→ **PROBLEM TO SOLVE**:
Rewrite the records below with "Trace the outline" changed to "Draw the boundary" everywhere, leaving everything else untouched.

[Segmentation labeling entries]

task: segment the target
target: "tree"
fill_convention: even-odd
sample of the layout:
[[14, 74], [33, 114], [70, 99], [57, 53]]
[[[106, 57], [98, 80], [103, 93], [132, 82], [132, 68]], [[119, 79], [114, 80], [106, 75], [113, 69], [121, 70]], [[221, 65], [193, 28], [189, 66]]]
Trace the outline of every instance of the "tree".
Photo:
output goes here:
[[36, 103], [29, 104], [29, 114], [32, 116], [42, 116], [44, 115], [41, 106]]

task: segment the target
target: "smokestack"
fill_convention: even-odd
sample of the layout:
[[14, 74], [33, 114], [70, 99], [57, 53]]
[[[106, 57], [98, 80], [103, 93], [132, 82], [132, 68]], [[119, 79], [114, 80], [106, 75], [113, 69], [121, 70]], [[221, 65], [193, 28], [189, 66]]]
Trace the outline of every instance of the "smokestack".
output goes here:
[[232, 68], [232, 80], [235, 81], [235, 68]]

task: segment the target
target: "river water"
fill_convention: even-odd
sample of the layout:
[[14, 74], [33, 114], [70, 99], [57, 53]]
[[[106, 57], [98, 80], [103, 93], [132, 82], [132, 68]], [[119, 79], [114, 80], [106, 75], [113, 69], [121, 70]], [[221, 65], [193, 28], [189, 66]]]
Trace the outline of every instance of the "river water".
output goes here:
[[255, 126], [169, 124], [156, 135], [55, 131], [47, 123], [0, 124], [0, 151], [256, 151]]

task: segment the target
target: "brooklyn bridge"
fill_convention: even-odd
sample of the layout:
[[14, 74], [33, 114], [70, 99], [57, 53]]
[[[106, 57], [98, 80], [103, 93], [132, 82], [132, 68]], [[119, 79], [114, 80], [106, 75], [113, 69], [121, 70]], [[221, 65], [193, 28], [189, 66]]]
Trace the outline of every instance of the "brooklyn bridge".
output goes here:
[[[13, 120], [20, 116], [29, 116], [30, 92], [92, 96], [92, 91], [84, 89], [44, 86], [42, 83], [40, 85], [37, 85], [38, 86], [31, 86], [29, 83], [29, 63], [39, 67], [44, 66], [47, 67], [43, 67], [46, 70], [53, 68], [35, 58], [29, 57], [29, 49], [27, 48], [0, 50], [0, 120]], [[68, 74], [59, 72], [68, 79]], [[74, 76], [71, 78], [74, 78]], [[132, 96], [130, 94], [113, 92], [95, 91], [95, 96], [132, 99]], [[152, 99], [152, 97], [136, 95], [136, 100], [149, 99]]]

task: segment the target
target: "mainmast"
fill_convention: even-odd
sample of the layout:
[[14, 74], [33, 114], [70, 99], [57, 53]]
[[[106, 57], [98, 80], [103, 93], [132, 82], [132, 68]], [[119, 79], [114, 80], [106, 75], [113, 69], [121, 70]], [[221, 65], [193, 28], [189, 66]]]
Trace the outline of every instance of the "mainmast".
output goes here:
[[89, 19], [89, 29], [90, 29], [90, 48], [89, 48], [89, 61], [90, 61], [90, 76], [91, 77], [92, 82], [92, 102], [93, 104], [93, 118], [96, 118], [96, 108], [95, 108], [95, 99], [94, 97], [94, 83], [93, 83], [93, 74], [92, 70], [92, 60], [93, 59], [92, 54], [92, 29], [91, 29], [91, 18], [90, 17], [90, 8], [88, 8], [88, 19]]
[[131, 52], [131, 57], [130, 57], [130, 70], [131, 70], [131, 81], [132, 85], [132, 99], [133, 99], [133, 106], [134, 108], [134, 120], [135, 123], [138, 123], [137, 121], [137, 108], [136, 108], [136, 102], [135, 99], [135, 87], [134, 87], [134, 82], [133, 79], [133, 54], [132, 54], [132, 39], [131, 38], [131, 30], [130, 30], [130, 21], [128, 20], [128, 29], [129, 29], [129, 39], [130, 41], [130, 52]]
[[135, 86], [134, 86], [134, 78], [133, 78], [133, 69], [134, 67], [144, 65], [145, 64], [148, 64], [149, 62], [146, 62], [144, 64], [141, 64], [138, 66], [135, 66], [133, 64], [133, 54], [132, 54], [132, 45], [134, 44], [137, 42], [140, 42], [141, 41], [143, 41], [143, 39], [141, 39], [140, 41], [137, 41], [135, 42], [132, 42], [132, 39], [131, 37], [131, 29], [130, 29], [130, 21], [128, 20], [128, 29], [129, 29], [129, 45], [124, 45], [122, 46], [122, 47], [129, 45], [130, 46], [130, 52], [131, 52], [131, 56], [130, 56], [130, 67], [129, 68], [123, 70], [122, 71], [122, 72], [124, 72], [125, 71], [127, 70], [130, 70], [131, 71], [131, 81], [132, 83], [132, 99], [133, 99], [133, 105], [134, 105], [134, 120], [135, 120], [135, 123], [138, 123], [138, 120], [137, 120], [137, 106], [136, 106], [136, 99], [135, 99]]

→ **WORKED ANSWER**:
task: segment the target
target: "tree"
fill_convention: even-odd
sample of the layout:
[[14, 74], [33, 114], [70, 99], [57, 53]]
[[[106, 57], [98, 80], [103, 93], [132, 82], [132, 68]], [[119, 79], [114, 80], [106, 75], [113, 69], [121, 70]], [[221, 65], [193, 28], [189, 66]]]
Draw the boundary of every instance of the "tree".
Photo:
output goes here:
[[36, 103], [29, 104], [29, 114], [32, 116], [42, 116], [44, 115], [41, 106]]

task: segment the target
target: "smokestack"
fill_convention: even-odd
sample of the layout:
[[14, 74], [33, 114], [70, 99], [57, 53]]
[[[106, 57], [98, 80], [103, 93], [132, 82], [132, 68]], [[119, 79], [114, 80], [106, 75], [113, 69], [121, 70]], [[221, 65], [193, 28], [189, 66]]]
Draw the boundary of every instance of the "smokestack".
output goes here:
[[232, 68], [232, 80], [235, 81], [235, 68]]

task: segment the target
target: "river water"
fill_convention: even-odd
sample of the layout:
[[14, 74], [33, 114], [70, 99], [57, 53]]
[[[106, 57], [98, 80], [103, 93], [132, 82], [132, 68]], [[119, 79], [114, 80], [106, 75], [113, 69], [121, 70]], [[221, 65], [193, 28], [189, 66]]]
Draw the boundary of every instance of the "river water".
output goes here:
[[255, 126], [169, 124], [156, 135], [55, 131], [47, 123], [0, 124], [0, 151], [256, 151]]

task: segment the target
target: "brooklyn bridge"
fill_convention: even-odd
sample of the layout:
[[14, 74], [33, 114], [70, 99], [57, 53]]
[[[106, 57], [98, 80], [103, 93], [132, 82], [132, 68]], [[119, 79], [114, 80], [106, 75], [113, 69], [121, 70]], [[221, 65], [193, 28], [189, 66]]]
Draw the boundary of every instance of the "brooklyn bridge".
output goes here:
[[[13, 120], [20, 116], [29, 116], [30, 92], [92, 96], [92, 91], [84, 89], [44, 86], [42, 83], [40, 85], [37, 85], [38, 86], [31, 86], [29, 83], [29, 63], [39, 67], [44, 66], [47, 67], [43, 67], [46, 70], [53, 68], [35, 58], [29, 57], [29, 49], [27, 48], [0, 50], [0, 120]], [[68, 74], [59, 72], [68, 79]], [[74, 76], [71, 78], [74, 78]], [[132, 96], [130, 94], [113, 92], [95, 91], [95, 96], [132, 99]], [[152, 99], [152, 97], [136, 95], [136, 100], [149, 99]]]

task: segment the target
target: "mainmast"
fill_convention: even-odd
sample of the layout:
[[14, 74], [33, 114], [70, 99], [57, 53]]
[[[106, 57], [98, 80], [103, 93], [132, 82], [132, 68]], [[119, 79], [114, 80], [106, 75], [113, 69], [121, 70]], [[221, 65], [193, 28], [189, 66]]]
Draw the boundary of every instance of the "mainmast".
output goes here:
[[89, 19], [89, 29], [90, 29], [90, 48], [89, 48], [89, 61], [90, 61], [90, 76], [91, 77], [92, 82], [92, 102], [93, 104], [93, 118], [96, 118], [96, 108], [95, 108], [95, 99], [94, 97], [94, 83], [93, 83], [93, 74], [92, 70], [92, 60], [93, 59], [92, 54], [92, 29], [91, 29], [91, 18], [90, 17], [90, 8], [88, 8], [88, 19]]
[[131, 52], [131, 57], [130, 57], [130, 70], [131, 70], [131, 81], [132, 85], [132, 99], [133, 99], [133, 106], [134, 108], [134, 120], [135, 123], [138, 123], [137, 121], [137, 108], [136, 108], [136, 102], [135, 99], [135, 87], [134, 87], [134, 82], [133, 79], [133, 54], [132, 54], [132, 39], [131, 38], [131, 30], [130, 30], [130, 21], [128, 20], [128, 29], [129, 29], [129, 39], [130, 41], [130, 52]]
[[135, 86], [134, 86], [134, 78], [133, 78], [133, 69], [134, 67], [144, 65], [145, 64], [148, 64], [149, 62], [146, 62], [144, 64], [141, 64], [138, 66], [135, 66], [133, 64], [133, 54], [132, 54], [132, 45], [134, 44], [137, 42], [140, 42], [141, 41], [143, 41], [143, 39], [141, 39], [140, 41], [137, 41], [135, 42], [132, 42], [132, 39], [131, 37], [131, 29], [130, 29], [130, 21], [128, 20], [128, 29], [129, 29], [129, 45], [124, 45], [122, 46], [122, 47], [129, 45], [130, 46], [130, 52], [131, 52], [131, 56], [130, 56], [130, 67], [129, 68], [123, 70], [122, 71], [122, 72], [124, 72], [125, 71], [127, 70], [130, 70], [131, 71], [131, 81], [132, 83], [132, 99], [133, 99], [133, 105], [134, 105], [134, 120], [135, 120], [135, 123], [138, 123], [138, 120], [137, 120], [137, 106], [136, 106], [136, 99], [135, 99]]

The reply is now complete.